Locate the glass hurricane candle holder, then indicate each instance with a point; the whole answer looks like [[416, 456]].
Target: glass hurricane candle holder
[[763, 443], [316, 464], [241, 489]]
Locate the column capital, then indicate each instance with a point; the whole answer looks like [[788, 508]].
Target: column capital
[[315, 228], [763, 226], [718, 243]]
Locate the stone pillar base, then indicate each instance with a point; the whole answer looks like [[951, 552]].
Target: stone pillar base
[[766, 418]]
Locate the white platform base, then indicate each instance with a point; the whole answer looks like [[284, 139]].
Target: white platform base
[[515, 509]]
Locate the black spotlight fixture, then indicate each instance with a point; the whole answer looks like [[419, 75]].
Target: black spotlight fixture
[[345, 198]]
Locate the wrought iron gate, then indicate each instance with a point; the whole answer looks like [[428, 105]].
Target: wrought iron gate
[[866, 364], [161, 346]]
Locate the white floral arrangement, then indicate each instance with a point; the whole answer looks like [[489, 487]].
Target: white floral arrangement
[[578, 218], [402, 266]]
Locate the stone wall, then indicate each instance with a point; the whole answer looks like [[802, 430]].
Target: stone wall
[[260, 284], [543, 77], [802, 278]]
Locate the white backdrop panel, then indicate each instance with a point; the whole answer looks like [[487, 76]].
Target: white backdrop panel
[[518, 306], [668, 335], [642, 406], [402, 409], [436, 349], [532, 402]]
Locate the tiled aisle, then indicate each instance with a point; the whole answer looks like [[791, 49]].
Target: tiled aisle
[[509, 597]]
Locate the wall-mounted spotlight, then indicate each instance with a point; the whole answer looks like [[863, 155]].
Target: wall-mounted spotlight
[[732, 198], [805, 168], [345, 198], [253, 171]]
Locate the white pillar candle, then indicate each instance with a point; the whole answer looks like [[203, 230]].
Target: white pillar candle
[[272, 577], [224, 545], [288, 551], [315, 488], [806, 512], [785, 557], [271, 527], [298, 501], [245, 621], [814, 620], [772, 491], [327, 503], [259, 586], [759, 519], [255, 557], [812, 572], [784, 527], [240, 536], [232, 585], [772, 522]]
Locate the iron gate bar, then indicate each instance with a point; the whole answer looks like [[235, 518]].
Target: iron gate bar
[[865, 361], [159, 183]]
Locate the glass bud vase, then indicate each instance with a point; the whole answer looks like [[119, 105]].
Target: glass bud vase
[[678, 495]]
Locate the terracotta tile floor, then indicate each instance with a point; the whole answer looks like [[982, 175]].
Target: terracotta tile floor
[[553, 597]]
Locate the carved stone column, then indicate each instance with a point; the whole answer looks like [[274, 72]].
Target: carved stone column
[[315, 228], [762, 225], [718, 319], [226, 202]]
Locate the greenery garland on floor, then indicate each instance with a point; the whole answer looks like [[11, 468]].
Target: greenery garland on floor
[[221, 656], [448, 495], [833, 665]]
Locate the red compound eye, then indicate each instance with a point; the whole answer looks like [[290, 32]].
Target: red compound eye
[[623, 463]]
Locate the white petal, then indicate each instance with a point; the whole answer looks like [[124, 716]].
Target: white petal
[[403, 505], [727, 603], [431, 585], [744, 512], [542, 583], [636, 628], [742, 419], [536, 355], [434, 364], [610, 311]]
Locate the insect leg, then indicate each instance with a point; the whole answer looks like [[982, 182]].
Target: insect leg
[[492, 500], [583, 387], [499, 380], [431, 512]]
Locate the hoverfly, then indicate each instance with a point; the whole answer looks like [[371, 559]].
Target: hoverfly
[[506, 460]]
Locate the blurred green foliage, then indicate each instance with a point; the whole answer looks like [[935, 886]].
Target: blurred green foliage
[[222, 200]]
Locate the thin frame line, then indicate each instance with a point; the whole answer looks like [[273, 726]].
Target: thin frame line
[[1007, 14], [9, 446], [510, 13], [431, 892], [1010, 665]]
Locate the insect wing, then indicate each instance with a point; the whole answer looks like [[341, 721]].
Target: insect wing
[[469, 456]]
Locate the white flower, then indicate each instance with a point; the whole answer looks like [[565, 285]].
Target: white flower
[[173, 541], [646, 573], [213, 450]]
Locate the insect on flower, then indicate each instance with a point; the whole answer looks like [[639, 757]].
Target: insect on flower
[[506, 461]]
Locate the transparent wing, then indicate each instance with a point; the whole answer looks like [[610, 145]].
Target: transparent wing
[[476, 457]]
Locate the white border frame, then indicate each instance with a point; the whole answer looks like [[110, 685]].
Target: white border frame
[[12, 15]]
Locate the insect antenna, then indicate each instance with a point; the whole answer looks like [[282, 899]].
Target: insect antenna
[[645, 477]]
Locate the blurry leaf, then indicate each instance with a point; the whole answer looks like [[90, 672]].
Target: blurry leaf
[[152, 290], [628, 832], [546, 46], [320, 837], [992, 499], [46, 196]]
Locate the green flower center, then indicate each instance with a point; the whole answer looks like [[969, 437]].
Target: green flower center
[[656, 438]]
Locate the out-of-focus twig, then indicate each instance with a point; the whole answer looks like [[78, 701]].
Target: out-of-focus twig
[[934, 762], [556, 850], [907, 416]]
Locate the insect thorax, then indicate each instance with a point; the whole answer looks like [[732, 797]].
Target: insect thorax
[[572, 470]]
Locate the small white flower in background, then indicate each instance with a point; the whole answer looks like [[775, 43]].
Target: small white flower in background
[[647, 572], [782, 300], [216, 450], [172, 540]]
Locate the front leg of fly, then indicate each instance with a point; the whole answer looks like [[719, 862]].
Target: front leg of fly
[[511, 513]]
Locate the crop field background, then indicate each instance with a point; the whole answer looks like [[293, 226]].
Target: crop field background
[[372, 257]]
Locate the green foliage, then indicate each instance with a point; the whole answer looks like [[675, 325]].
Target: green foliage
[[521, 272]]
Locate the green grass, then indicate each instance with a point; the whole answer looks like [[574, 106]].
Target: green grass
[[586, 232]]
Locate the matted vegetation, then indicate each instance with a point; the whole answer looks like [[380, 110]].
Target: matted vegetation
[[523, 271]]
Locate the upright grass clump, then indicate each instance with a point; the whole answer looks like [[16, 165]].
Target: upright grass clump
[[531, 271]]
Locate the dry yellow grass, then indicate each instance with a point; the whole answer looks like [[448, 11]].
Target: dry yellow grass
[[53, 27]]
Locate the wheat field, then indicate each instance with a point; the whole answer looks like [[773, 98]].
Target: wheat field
-------------------------
### EXERCISE BRIEF:
From the line that contains "Locate the green grass, then" down to the last line of the listing above, repeat each line exactly, and include nothing else.

### RESULT:
Locate the green grass, then indicate each instance with a point; the whole answer looks like [[574, 106]].
Target: green grass
[[586, 232]]
Locate the matted vegetation, then indicate each instance with a point; the whole answer looks like [[380, 110]].
Target: matted vegetation
[[523, 271]]
Locate the upright grass clump, then indicate each instance with a point; the whole answer looks like [[16, 165]].
Target: upright grass clump
[[531, 271]]
Locate the dry yellow grass, then indicate each instance with a point; the whole answer looks like [[448, 11]].
Target: dry yellow grass
[[53, 27]]
Locate the wheat field, then indicate each instance with a point; the whole answer looks like [[773, 98]].
Target: wheat field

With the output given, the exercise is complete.